Given text.
>>

A use case for an ordered hash

Pit captain:

Sven S. schrieb:

And I am 100% in favour of a order-preserving hash in the Ruby core.
snip
Sven, regarding the “HistoryHash” part of your post:

In order to replace the standard Hash with a “better” Hash, there should
be a clear agreement on its desired behaviour. I don’t think this
agreement has been achieved yet. What should be the result of the
following code?

snip

I’ve not been following this post attentively…

My vote is against the proposal (to add semantics to Hash)- for what
it’s worth :slight_smile:

I am very much in favour of the Hash remaining a Hash. It’s an extremely
useful datatype, and it’s clear what it does and doesn’t do.

Personally, I would very much like to see an ordered container in the
standard distribution. It would behave like the c++ stl’s map or set. (I
think these are commonly implemented on top of a b-tree, but other data
types are possible, I believe.)

Containers like this let you:

  • iterate through entities in an ordered way.
  • have log(n) insert time
  • have log(n) search time
  • let you to query for a close match (not necessarily an exact hit).

A Hash that also remembers insertion order seems like it could be
useful, although I don’t think I’ve needed one (while I have wanted the
container described above). I definitely don’t think such an order
preserving hash should replace what is in the standard though. In the
same way I wouldn’t want to add semantics to Array or Set.

<<

Information supplied.
>>

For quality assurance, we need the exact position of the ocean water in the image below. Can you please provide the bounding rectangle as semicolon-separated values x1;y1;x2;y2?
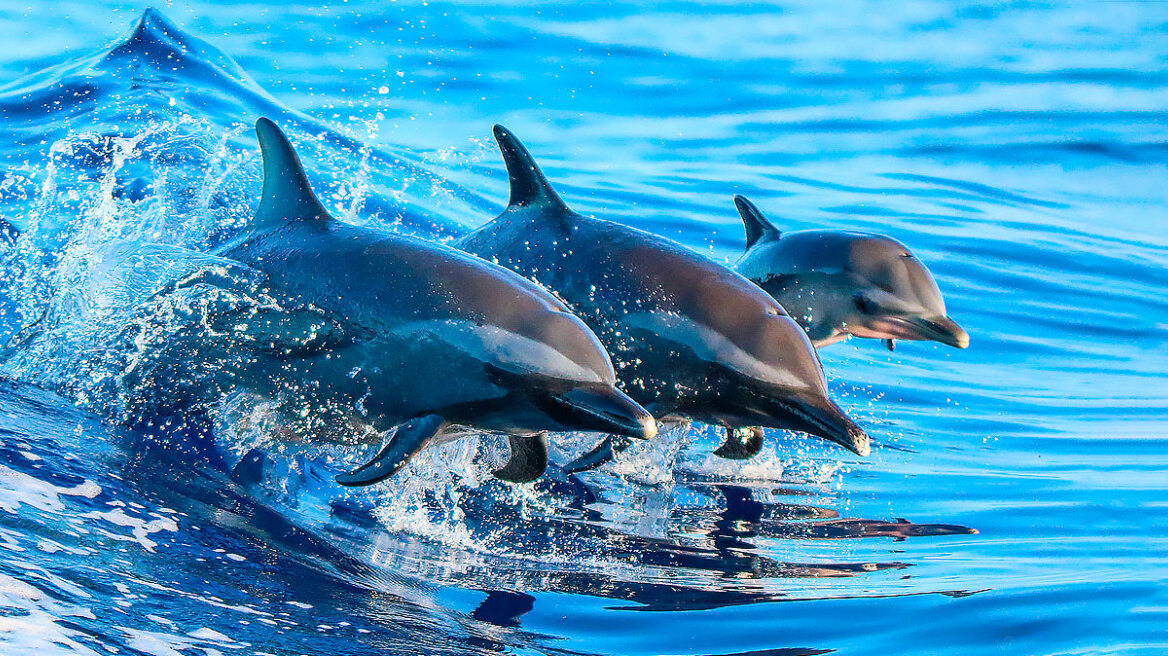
0;5;1168;656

<<

What the task asks.
Resume the forum post on adding an ordered hash to Ruby, starting right after its last sentence. The listing is separate material and has no connection to the ordered hash discussion.

Reply.
The pragmatic approach (and what I imagine will happen) is that if
someone wants these, they should write them. If they’re then widely
used, they should go in to the standard distribution.

Cheers,
Benjohn

On 8/24/06, Sven S. [email protected] wrote:

And actually, I would prefer the behavior of Hash to be replaced
by the behavior of “HistoryHash”.
Enough people do want this feature,
a history-preserving hash does not cost much more (in terms of memory
and execution time)
and it is consistent with tho old hash behavior.
So, for the sake of simplicity, no new class, let’s just replace
Hash by a “better” Hash.

For the record, I am 100% against this. Even if the semantics of
insertion order preservation could be defined to everyone’s
satisfaction, it most assuredly does have an extra cost, and forcing
people who just want a normal hash to pay that cost is infeasible.

martin

On 8/23/06, Robert D. [email protected] wrote:

fried egg on top

De gustibus non dispudandum esse .
But sounds nice to me :wink:
What exectly is a hash (cuisine not informatics)?


Rick DeNatale

My blog on Ruby
http://talklikeaduck.denhaven2.com/

Pit C. wrote:

In order to replace the standard Hash with a “better” Hash, there should
be a clear agreement on its desired behaviour. I don’t think this
agreement has been achieved yet. What should be the result of the
following code?

hh = HistoryHash.new
hh[:one] = 1
hh[:two] = 2
hh[:one] = 3
hh.each do |k, v| p k end

Should it be
:one
:two
or
:two
:one
Why should it be the one or the other?

Hi Pit,

the first is the semantics of replacement,
the second the semantics of addition.

I think that replacement should be the normal semantics,
the second can then always be achieved by deleting the key
before assigning the new value.

The other way round, ie if addition were the default semantics,
we were forced to write hh[:one].replace( ), which does not
work for Fixnums.

But anyway, the recent posts induced some second thoughts in me
about having HistoryHash as the standard Hash:

Always having to keep the order can also be a drawback,
for instance:
Future core Ruby support for parallel execution could be such
that it allows different threads to add keys to one hash
and leave it undefined in which order the additions were made.

So, I am inclined to say:
Yes, OK, OK, the “good old” Hash is the cleaner solution.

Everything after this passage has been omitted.